Please retype every one of the following entries, keeping each line identical to the original.

Annotation record excerpts:
╭──
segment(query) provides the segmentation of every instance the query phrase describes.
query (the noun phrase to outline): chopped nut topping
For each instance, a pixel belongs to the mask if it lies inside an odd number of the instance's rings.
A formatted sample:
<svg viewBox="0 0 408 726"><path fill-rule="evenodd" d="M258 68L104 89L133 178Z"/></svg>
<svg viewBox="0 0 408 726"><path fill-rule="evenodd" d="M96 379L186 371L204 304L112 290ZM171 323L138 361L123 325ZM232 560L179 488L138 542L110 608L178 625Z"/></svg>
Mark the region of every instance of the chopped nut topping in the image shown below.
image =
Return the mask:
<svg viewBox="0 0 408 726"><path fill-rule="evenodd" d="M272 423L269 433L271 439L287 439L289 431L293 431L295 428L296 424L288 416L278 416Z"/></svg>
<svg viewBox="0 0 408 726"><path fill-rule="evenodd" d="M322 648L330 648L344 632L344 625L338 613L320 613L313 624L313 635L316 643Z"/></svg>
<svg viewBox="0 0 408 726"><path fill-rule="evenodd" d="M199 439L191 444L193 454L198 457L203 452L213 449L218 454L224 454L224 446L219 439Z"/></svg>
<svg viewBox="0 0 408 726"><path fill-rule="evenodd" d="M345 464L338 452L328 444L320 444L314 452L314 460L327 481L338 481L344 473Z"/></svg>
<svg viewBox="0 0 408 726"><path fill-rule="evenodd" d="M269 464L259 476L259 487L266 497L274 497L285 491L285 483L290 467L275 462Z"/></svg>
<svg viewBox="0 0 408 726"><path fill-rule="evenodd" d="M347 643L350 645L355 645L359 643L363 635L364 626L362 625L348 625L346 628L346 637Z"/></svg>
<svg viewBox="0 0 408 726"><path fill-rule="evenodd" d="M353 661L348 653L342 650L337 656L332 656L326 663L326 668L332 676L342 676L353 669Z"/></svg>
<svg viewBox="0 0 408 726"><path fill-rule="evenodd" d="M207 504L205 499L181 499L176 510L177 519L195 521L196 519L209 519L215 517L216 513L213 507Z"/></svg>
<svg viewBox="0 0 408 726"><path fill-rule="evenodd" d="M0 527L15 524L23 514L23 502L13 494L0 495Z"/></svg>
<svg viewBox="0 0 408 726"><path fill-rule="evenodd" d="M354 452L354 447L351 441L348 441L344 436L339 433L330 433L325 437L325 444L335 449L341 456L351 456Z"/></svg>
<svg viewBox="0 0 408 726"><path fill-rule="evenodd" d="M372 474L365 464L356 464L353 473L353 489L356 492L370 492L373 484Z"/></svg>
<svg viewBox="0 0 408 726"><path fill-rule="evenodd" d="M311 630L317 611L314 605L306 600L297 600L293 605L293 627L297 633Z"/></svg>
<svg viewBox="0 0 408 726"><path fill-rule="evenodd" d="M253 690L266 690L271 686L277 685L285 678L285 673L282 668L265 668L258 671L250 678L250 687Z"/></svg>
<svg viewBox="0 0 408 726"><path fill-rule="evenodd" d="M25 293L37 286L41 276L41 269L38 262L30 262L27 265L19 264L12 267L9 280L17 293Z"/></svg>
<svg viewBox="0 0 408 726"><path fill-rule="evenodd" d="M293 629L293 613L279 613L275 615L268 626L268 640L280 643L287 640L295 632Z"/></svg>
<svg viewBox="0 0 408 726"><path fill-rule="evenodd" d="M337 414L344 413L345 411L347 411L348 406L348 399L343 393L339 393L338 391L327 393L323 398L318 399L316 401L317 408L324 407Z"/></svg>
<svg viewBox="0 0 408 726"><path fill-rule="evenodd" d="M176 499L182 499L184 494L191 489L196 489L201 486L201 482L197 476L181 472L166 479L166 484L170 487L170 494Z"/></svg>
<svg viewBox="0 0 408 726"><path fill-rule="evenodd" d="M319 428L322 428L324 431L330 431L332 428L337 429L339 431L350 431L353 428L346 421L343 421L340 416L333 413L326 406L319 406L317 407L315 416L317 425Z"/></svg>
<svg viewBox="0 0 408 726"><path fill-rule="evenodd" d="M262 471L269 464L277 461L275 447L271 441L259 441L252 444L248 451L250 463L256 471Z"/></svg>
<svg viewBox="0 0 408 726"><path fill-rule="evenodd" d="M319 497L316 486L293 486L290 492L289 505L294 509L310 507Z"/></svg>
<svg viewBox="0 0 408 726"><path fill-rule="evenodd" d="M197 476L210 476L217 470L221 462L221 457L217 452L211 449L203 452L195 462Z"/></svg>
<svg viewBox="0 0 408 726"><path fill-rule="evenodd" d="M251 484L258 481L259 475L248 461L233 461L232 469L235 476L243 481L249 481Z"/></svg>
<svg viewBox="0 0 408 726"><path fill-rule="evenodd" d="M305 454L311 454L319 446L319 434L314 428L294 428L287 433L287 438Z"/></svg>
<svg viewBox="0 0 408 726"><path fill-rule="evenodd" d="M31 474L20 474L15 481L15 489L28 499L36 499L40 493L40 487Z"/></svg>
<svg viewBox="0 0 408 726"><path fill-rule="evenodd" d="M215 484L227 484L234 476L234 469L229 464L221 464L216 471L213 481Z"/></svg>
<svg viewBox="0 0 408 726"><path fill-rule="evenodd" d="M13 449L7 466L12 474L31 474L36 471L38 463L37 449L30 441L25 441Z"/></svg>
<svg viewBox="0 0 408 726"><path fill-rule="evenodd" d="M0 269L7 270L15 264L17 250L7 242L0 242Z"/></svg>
╰──
Output for this exercise —
segment(query) provides the segmentation of every instance the query phrase describes.
query (the noun phrase to outline): chopped nut topping
For each instance, a pixel belongs to the mask if it lies inside an odd number of the instance's rings.
A formatted sample:
<svg viewBox="0 0 408 726"><path fill-rule="evenodd" d="M258 68L104 89L133 178Z"/></svg>
<svg viewBox="0 0 408 726"><path fill-rule="evenodd" d="M96 379L186 371L204 304L112 290ZM171 323L138 361L123 325ZM232 560L179 488L138 542L110 608L178 625Z"/></svg>
Mark the region of every instance of the chopped nut topping in the image shown below.
image =
Return the mask:
<svg viewBox="0 0 408 726"><path fill-rule="evenodd" d="M272 423L269 433L271 439L287 439L289 431L293 431L295 428L296 424L288 416L278 416Z"/></svg>
<svg viewBox="0 0 408 726"><path fill-rule="evenodd" d="M322 648L330 648L344 632L344 625L338 613L320 613L313 624L313 635L316 643Z"/></svg>
<svg viewBox="0 0 408 726"><path fill-rule="evenodd" d="M199 439L191 444L193 454L198 457L203 452L213 449L218 454L224 454L224 446L219 439Z"/></svg>
<svg viewBox="0 0 408 726"><path fill-rule="evenodd" d="M345 464L338 452L328 444L320 444L314 452L314 460L327 481L338 481L344 473Z"/></svg>
<svg viewBox="0 0 408 726"><path fill-rule="evenodd" d="M269 464L259 476L259 487L266 497L274 497L285 491L285 483L290 467L275 462Z"/></svg>
<svg viewBox="0 0 408 726"><path fill-rule="evenodd" d="M347 643L350 645L355 645L359 643L363 635L364 626L362 625L348 625L346 628L346 637Z"/></svg>
<svg viewBox="0 0 408 726"><path fill-rule="evenodd" d="M353 661L348 653L342 650L337 656L332 656L326 663L326 668L332 676L342 676L353 669Z"/></svg>
<svg viewBox="0 0 408 726"><path fill-rule="evenodd" d="M207 504L205 499L181 499L176 510L177 519L195 521L196 519L209 519L215 517L216 513L213 507Z"/></svg>
<svg viewBox="0 0 408 726"><path fill-rule="evenodd" d="M0 527L15 524L23 514L23 502L13 494L0 495Z"/></svg>
<svg viewBox="0 0 408 726"><path fill-rule="evenodd" d="M354 452L354 447L351 441L348 441L344 436L339 433L330 433L325 437L325 444L335 449L341 456L351 456Z"/></svg>
<svg viewBox="0 0 408 726"><path fill-rule="evenodd" d="M372 474L365 464L356 464L353 473L353 489L356 492L370 492L373 484Z"/></svg>
<svg viewBox="0 0 408 726"><path fill-rule="evenodd" d="M311 630L317 611L314 605L306 600L297 600L293 605L293 627L297 633Z"/></svg>
<svg viewBox="0 0 408 726"><path fill-rule="evenodd" d="M253 690L266 690L271 686L277 685L285 678L285 673L282 668L265 668L258 671L250 678L250 687Z"/></svg>
<svg viewBox="0 0 408 726"><path fill-rule="evenodd" d="M25 293L37 286L41 276L41 269L38 262L30 262L27 265L19 264L12 267L9 280L17 293Z"/></svg>
<svg viewBox="0 0 408 726"><path fill-rule="evenodd" d="M293 629L293 613L279 613L275 615L268 626L268 640L280 643L287 640L295 632Z"/></svg>
<svg viewBox="0 0 408 726"><path fill-rule="evenodd" d="M337 414L344 413L345 411L347 411L348 406L348 399L343 393L339 393L338 391L327 393L323 398L318 399L316 401L317 408L324 407Z"/></svg>
<svg viewBox="0 0 408 726"><path fill-rule="evenodd" d="M176 499L182 499L184 494L191 489L196 489L201 486L201 482L197 476L181 472L166 479L166 484L170 487L170 494Z"/></svg>
<svg viewBox="0 0 408 726"><path fill-rule="evenodd" d="M319 428L322 428L324 431L330 431L332 428L337 429L339 431L350 431L353 428L346 421L343 421L340 416L333 413L326 406L319 406L317 407L315 416L317 425Z"/></svg>
<svg viewBox="0 0 408 726"><path fill-rule="evenodd" d="M262 471L269 464L277 461L275 447L271 441L259 441L252 444L248 451L250 463L256 471Z"/></svg>
<svg viewBox="0 0 408 726"><path fill-rule="evenodd" d="M319 497L316 486L293 486L290 492L289 505L294 509L310 507Z"/></svg>
<svg viewBox="0 0 408 726"><path fill-rule="evenodd" d="M197 476L210 476L217 470L221 462L221 457L217 452L211 449L203 452L195 462Z"/></svg>
<svg viewBox="0 0 408 726"><path fill-rule="evenodd" d="M251 484L258 481L259 475L248 461L233 461L232 469L235 476L243 481L249 481Z"/></svg>
<svg viewBox="0 0 408 726"><path fill-rule="evenodd" d="M305 454L311 454L319 446L319 434L314 428L294 428L287 433L287 438Z"/></svg>
<svg viewBox="0 0 408 726"><path fill-rule="evenodd" d="M31 474L20 474L15 481L15 489L28 499L36 499L40 493L40 487Z"/></svg>
<svg viewBox="0 0 408 726"><path fill-rule="evenodd" d="M215 484L227 484L234 476L234 469L229 464L221 464L216 471L213 481Z"/></svg>
<svg viewBox="0 0 408 726"><path fill-rule="evenodd" d="M13 449L7 466L12 474L31 474L36 471L38 463L37 449L30 441L25 441Z"/></svg>
<svg viewBox="0 0 408 726"><path fill-rule="evenodd" d="M0 269L7 270L15 264L17 250L7 242L0 242Z"/></svg>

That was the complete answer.